§ AIM OF THE TASK: Rewrite the stretch of the material from the line containing "Could you please detect the grassy" through the line containing "[307,196,367,281]", both included. Keep the requests unchanged. Multiply every bounding-box coordinate in the answers by 2.45 and round each result to a whole number, with halves rounded up.
[start DATASET RECORDS]
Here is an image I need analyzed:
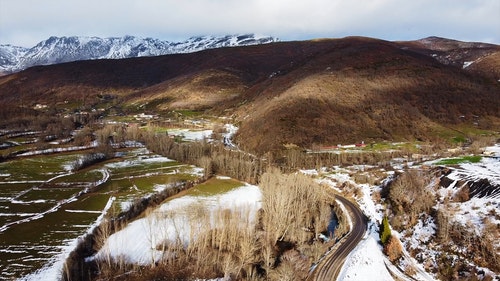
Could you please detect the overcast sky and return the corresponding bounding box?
[0,0,500,47]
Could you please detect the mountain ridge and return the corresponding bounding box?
[0,37,500,154]
[0,34,279,74]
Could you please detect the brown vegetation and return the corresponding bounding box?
[0,37,500,154]
[387,169,435,231]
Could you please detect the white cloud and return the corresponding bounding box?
[0,0,500,46]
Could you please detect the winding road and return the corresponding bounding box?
[307,195,367,281]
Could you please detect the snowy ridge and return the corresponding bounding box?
[0,34,278,73]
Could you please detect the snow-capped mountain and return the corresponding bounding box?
[0,34,278,73]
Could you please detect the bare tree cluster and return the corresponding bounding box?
[388,169,435,230]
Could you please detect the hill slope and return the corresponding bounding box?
[0,37,500,153]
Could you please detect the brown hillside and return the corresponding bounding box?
[0,37,500,153]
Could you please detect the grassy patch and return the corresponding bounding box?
[187,178,243,196]
[436,155,482,165]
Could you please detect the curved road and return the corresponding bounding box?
[307,195,366,281]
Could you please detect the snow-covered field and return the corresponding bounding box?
[96,184,261,265]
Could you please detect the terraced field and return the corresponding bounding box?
[0,148,197,280]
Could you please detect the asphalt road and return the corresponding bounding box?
[307,196,367,281]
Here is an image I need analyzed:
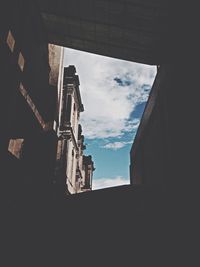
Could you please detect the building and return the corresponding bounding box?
[55,65,94,194]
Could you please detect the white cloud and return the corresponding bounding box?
[103,141,133,150]
[64,48,156,139]
[92,176,130,190]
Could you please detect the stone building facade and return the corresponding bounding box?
[55,65,94,194]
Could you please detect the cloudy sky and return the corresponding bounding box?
[64,48,156,189]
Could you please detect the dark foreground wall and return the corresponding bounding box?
[0,0,57,196]
[130,63,199,186]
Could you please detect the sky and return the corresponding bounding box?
[64,48,156,190]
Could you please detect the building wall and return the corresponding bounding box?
[0,0,60,195]
[130,61,199,187]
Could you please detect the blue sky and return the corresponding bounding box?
[end DATASET RECORDS]
§ ANSWER TO THE EXERCISE:
Could you please detect the grassy patch and return the corresponding bounding box?
[458,436,595,480]
[1068,380,1181,404]
Could you please detect the curved road and return the corresponding bounding box?
[752,478,897,688]
Could you please detect the snow-covered field and return the corresponding bounding box?
[235,451,639,649]
Could you please detect the terraced field and return the corresponding bounding box?
[0,363,483,686]
Could you please detect the asphalt road and return the corresponding bounding box?
[752,480,899,688]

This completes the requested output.